SET TASKS:
[1] Answer these questions using the building science excerpt:
(a) Which room holds the air conditioning duct and boot shown in the photo?
(b) Which room does the duct trunkline run to?
(c) What did the writer seal up during the bathroom renovation?
[2] Retype the stretch of the building science excerpt from "That interstitial space" through "I can reach.", copying every word and mark without change.

DOCUMENT EXCERPT:
-- begin --

What does this have to do with building science?

Go back to the photo at the top of the article. That's actually the air conditioning duct and boot in my bathroom. That joist bay where it's located is a building interstice. Air moving in that bay leads to interstitial pressure differences and air movement.

That interstitial space is connected, in our case, to the duct trunkline. That trunk runs to the laundry room, which is connected through interstitial spaces to the fireplace and stairwell. The fireplace and stairwell are connected to the attic.

On the other end of that joist bay in our bathroom ceiling is the band joist. The duct you see above is unsealed. It's a supply duct. When the heating or air conditioning system is running, that joist bay develops a positive pressure, which drives exfiltration through the unsealed band joist. The good news here is that in my bathroom renovation, I've sealed up the band joist and the part of the duct that I can reach.

-- end --

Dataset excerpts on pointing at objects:
-- begin --

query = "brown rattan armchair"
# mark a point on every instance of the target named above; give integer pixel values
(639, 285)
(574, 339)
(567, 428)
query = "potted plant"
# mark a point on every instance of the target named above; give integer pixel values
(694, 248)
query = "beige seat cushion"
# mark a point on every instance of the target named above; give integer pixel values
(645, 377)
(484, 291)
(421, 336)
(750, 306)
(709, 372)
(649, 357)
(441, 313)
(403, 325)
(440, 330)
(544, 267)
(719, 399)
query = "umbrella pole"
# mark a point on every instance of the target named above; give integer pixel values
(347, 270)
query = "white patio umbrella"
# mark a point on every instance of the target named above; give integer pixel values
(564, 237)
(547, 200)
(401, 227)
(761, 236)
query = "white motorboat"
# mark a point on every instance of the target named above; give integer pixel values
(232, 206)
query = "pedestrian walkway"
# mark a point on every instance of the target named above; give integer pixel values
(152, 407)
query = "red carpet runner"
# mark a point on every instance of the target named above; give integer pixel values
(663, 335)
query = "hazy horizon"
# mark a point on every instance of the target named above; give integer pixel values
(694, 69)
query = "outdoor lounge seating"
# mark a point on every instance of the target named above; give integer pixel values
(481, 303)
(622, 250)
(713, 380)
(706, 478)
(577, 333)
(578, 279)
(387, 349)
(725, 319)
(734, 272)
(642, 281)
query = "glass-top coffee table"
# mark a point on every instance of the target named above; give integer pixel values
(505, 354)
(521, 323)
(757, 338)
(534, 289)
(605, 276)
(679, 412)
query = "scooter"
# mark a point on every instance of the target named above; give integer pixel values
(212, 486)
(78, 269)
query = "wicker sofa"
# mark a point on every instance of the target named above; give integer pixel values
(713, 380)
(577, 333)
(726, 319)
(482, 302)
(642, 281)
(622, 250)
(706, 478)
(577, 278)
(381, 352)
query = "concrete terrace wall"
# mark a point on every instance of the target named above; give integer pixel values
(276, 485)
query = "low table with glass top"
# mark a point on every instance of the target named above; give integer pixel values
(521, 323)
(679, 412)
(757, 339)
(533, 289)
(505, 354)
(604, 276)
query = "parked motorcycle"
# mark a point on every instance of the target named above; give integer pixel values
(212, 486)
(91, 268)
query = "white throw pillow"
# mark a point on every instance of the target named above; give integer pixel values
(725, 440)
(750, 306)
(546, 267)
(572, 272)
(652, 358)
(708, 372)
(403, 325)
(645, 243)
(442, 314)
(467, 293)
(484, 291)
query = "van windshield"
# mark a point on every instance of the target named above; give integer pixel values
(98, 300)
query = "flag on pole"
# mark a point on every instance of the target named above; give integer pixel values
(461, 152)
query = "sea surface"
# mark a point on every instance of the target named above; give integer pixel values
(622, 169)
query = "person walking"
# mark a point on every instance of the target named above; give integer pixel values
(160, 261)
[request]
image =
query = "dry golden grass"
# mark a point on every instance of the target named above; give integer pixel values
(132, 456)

-- end --

EXPECTED ANSWERS:
[1]
(a) The bathroom
(b) The laundry room
(c) The band joist and the part of the duct the writer can reach

[2]
That interstitial space is connected, in our case, to the duct trunkline. That trunk runs to the laundry room, which is connected through interstitial spaces to the fireplace and stairwell. The fireplace and stairwell are connected to the attic.

On the other end of that joist bay in our bathroom ceiling is the band joist. The duct you see above is unsealed. It's a supply duct. When the heating or air conditioning system is running, that joist bay develops a positive pressure, which drives exfiltration through the unsealed band joist. The good news here is that in my bathroom renovation, I've sealed up the band joist and the part of the duct that I can reach.